Exercise brief >> Copy out the data below, changing "entrance door" to "front door" everywhere and leaving everything else as it is. Leave out the pictures.

☆ ☆ ☆ ☆ ☆ ☆ ☆

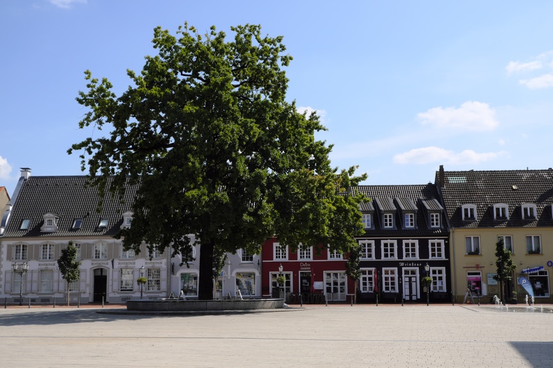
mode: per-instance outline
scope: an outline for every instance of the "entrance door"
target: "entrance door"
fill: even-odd
[[[325,273],[327,299],[329,301],[346,300],[346,274],[344,273]]]
[[[94,302],[105,300],[108,291],[108,270],[103,268],[94,270]]]
[[[417,270],[404,268],[404,298],[406,300],[416,300],[418,291]]]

☆ ☆ ☆ ☆ ☆ ☆ ☆

Expected output >>
mode: per-instance outline
scope: an outline for every instance of the "front door"
target: "front door"
fill: even-odd
[[[325,273],[327,299],[329,301],[346,300],[346,274],[344,273]]]
[[[94,302],[105,300],[108,291],[108,270],[103,268],[94,270]]]
[[[417,270],[404,268],[404,298],[406,300],[416,300],[418,291]]]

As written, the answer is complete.